#### EXCERPT:
★ ★ ★ ★

The 2006 Report of the Editor suggests that most authors now comply with the data posting requirements and that only few exceptions are made. At this point AER is pretty much alone among the top economics journals with offering this information. I wonder if authors substitute between the AER and other journals. Since the AER is still a very desirable place to publish, maybe this improves the quality of AER submissions if only confident authors submit? At least for now the submission statistics in the editor’s report don't suggest that they are loosing authors. Meanwhile hundreds of grad students can rejoice in a wealth of interesting papers to replicate.
7 May 2007
Just as a reminder, the Applied Statistics Workshop has wrapped up for this academic year. Thanks to all who came to the talks, and we look forward to seeing you again in September.

★ ★ ★ ★

(Collected data entries)

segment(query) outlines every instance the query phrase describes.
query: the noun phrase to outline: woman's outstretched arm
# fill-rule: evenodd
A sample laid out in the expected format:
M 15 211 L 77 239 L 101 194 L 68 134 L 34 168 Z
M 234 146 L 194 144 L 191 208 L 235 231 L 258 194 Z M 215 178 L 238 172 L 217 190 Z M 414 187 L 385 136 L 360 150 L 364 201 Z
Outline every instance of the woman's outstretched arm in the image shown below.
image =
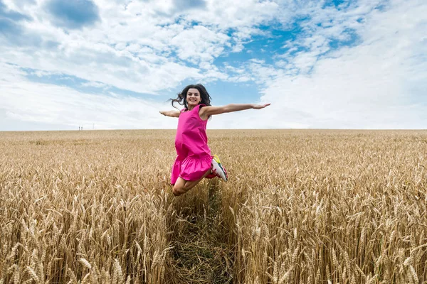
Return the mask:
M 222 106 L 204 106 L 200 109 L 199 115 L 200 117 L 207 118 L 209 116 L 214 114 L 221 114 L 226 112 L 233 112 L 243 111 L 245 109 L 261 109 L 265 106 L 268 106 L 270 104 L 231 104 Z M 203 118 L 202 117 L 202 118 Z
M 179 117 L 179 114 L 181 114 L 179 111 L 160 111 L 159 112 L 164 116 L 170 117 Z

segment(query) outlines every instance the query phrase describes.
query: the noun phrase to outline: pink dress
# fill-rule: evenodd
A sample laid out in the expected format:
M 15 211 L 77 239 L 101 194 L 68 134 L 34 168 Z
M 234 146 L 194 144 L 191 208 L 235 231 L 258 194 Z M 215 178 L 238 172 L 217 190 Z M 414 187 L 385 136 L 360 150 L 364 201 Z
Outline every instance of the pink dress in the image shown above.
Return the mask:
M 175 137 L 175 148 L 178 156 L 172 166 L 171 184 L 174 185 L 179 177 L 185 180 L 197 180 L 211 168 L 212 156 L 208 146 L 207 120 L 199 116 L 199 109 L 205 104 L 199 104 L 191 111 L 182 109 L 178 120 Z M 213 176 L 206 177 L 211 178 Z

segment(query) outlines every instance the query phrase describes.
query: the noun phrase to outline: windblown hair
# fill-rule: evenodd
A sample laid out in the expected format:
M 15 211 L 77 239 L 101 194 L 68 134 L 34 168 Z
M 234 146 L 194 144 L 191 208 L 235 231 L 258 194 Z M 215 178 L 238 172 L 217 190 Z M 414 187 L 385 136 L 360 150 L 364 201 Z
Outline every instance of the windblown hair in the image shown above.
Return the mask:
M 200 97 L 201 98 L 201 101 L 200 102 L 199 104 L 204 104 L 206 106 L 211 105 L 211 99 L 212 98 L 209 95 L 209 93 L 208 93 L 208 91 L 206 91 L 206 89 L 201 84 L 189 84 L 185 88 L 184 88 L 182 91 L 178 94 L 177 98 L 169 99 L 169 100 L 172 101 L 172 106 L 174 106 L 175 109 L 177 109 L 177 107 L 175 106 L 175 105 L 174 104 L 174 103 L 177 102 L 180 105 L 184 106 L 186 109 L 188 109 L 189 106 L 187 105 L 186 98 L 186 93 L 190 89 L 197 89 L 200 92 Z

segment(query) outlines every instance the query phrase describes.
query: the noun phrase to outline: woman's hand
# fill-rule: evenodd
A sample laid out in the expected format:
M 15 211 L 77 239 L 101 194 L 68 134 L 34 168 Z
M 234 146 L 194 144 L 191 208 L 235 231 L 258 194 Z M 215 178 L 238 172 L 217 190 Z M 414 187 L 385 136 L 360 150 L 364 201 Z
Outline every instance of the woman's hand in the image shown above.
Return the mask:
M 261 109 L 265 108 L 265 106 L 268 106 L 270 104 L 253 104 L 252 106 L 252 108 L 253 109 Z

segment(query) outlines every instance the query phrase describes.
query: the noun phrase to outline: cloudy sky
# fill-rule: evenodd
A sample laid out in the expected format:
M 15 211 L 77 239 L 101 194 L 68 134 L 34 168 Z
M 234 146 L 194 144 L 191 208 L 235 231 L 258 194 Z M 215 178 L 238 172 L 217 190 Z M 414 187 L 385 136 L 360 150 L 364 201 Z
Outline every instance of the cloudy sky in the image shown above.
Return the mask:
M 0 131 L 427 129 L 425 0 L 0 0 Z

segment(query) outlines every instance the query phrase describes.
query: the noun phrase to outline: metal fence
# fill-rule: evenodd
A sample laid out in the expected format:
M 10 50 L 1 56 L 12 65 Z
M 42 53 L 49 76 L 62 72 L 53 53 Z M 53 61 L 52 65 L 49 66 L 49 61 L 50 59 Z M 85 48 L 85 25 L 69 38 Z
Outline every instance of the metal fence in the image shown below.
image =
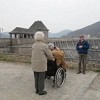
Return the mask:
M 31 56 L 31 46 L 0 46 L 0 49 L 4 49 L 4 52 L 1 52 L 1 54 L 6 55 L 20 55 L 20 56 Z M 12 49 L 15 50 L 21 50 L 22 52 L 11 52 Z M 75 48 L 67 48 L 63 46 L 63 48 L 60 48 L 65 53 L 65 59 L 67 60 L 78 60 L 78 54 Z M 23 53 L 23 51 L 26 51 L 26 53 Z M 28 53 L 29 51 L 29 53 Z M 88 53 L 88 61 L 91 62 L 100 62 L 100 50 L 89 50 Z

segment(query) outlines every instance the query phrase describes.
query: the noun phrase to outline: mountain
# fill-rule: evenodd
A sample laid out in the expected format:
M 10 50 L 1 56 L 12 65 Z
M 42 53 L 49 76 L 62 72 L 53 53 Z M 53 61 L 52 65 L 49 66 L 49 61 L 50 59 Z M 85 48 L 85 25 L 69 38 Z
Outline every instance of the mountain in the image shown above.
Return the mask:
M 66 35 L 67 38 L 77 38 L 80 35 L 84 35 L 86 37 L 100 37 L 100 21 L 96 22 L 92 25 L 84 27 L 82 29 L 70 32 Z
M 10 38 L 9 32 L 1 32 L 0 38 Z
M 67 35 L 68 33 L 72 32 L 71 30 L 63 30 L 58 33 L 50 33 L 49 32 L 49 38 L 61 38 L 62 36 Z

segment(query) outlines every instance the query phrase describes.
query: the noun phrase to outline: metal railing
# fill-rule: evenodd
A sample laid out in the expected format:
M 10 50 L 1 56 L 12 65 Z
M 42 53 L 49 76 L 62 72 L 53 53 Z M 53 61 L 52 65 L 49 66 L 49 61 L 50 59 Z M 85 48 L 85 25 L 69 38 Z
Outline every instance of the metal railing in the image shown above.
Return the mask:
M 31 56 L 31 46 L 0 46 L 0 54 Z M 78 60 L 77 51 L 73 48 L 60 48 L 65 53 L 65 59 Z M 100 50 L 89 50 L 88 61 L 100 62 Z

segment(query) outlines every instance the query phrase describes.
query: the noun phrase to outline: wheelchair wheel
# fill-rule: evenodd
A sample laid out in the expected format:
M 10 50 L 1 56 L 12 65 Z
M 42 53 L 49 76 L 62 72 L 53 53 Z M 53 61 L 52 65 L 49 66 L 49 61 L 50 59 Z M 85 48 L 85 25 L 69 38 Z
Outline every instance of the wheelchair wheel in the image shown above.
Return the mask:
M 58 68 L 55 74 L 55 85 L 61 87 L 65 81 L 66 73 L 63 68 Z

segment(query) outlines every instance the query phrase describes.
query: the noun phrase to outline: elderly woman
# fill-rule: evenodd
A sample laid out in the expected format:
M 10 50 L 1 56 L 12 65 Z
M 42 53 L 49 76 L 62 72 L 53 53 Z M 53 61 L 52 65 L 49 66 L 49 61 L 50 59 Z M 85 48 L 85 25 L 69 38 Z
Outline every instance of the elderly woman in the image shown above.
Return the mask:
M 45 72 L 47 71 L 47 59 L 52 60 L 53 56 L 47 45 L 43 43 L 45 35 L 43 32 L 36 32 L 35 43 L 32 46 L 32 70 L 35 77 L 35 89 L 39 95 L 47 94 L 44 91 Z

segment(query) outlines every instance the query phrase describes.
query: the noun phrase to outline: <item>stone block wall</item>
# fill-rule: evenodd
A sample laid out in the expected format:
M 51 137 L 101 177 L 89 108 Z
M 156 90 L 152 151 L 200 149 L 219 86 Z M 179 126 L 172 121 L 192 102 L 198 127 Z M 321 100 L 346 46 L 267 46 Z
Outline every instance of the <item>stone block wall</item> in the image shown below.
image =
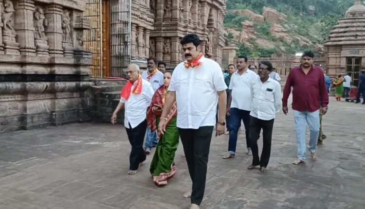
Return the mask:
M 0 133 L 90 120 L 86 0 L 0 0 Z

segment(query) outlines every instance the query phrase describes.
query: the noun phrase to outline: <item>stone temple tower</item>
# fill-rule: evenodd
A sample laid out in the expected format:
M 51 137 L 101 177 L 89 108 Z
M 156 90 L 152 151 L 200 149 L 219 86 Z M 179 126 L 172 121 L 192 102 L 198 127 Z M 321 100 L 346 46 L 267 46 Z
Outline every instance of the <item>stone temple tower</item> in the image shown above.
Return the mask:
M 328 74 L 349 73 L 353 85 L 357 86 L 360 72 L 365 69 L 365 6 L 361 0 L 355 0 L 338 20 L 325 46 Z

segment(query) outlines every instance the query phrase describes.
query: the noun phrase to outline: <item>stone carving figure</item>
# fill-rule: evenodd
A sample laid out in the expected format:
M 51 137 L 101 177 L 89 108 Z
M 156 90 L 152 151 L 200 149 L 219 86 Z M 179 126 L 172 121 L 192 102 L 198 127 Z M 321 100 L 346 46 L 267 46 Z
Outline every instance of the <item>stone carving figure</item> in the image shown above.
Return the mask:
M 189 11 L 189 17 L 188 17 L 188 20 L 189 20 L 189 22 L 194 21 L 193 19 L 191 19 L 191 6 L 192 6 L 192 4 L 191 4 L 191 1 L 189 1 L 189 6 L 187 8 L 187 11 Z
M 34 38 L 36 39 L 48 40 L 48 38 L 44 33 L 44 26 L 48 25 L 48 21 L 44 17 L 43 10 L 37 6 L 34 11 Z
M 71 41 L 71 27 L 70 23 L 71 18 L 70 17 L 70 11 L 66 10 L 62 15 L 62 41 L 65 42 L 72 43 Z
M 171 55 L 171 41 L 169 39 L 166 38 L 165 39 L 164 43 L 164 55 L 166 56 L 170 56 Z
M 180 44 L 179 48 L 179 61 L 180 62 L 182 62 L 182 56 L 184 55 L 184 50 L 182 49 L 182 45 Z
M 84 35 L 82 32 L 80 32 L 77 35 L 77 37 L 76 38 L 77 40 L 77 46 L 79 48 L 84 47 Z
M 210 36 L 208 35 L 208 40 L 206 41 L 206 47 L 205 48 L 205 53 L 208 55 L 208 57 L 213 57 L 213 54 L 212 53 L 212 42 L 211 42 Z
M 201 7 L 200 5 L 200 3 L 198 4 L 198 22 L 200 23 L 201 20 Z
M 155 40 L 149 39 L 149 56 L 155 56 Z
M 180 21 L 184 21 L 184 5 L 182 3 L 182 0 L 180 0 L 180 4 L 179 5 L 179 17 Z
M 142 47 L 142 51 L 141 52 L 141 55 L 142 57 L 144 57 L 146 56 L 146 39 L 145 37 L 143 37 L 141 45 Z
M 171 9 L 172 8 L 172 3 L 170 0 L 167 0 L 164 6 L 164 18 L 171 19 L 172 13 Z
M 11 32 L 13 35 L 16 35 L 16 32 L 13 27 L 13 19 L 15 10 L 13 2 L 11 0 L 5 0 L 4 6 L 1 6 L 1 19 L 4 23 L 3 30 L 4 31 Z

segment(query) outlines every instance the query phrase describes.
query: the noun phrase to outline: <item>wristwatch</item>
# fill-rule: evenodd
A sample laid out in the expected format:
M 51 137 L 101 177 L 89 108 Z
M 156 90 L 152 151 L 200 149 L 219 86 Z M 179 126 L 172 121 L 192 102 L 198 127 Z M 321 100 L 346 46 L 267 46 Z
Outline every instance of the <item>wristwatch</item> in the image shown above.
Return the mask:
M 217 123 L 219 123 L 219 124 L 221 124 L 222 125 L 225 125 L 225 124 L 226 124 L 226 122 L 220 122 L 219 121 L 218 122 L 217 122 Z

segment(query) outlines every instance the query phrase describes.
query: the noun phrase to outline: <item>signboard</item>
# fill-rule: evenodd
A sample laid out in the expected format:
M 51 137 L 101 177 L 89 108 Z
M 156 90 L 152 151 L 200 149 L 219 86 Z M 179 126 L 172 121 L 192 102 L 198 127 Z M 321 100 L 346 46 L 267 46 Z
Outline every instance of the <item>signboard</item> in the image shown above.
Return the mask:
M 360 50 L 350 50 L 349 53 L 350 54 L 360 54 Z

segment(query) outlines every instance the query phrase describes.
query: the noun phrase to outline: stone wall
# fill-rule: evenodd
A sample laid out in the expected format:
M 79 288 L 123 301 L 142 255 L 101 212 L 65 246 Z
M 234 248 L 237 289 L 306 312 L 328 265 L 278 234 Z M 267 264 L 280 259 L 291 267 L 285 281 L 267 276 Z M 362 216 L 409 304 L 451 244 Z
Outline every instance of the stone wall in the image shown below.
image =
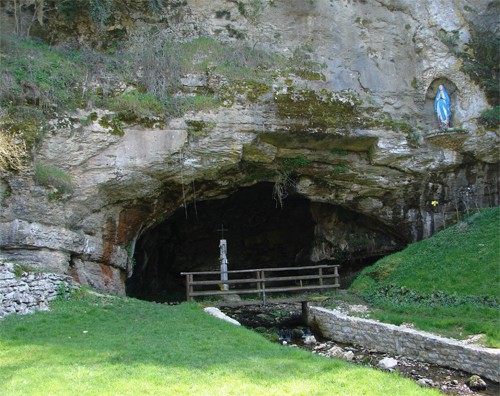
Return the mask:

★ ★ ★ ★

#### WORK TASK A:
Retype the blog excerpt between "The 2006 Report" and "again in September.", inclusive.
#### WORK TASK B:
In the blog excerpt, what does the 2006 Report of the Editor suggest about authors and the data posting requirements?
#### WORK TASK C:
Proceed with the blog excerpt, picking up right after its last sentence.

#### EXPECTED OUTPUT A:
The 2006 Report of the Editor suggests that most authors now comply with the data posting requirements and that only few exceptions are made. At this point AER is pretty much alone among the top economics journals with offering this information. I wonder if authors substitute between the AER and other journals. Since the AER is still a very desirable place to publish, maybe this improves the quality of AER submissions if only confident authors submit? At least for now the submission statistics in the editor’s report don't suggest that they are loosing authors. Meanwhile hundreds of grad students can rejoice in a wealth of interesting papers to replicate.
7 May 2007
Just as a reminder, the Applied Statistics Workshop has wrapped up for this academic year. Thanks to all who came to the talks, and we look forward to seeing you again in September.

#### EXPECTED OUTPUT B:
It suggests that most authors now comply with the data posting requirements and that only few exceptions are made.

#### EXPECTED OUTPUT C:
2 May 2007
OK, so now that I have a job, I feel like I can stick my foot in something smelly to see what happens. When I was on the market this past year, I was often asked about the difference (lawyers are always careful to ask about "the difference, if any") between a degree in statistics and a degree in something more "traditional" for a law scholar, such as economics or political science or sociology. Because of the prevelance and power of the Law & Economics movement in legal scholarship, there was particular interest in the difference between statistics and economics/econometrics. I had a certain amount of trouble answering the question. It was easy to point out that the best quantitative empiricists move within all fields and are able to read all literatures. As an aspiring statistician, it was also easy to give the statistical version of things, which is that statisticians invent data analysis techniques and methods that, after ten to twenty-five to forty years, filter into or are reinvented by other fields (whenever I said this, I clarified that this story was a caricature).
So what is the difference between an empirical, data-centered economist and an applied statistician? The stereotypes I've internalized from hanging out in an East Coast statistics department are that economists tend to focus more on parameter estimation, asymptotics, unbiasedness, and paper-and-pencil solutions to problems (which can then be implemented via canned software like STATA), whereas applied statisticians are leaning more towards imputation and predictive inference, Bayesian thinking, and computational solutions to problems (which require programming in packages such as R). Anyone care to disabuse me of these notions?
1 May 2007
The New York Times has an article discussing a working paper by Justin Wolfers and Joseph Price, looking at the rate at which white referees call fouls on black players (and black referees call fouls on white players). The paper can be found here. I haven't had a chance to read it yet, but if it uses "multivariable regression analysis" as it says in the Times article, then I'm sure it must be good.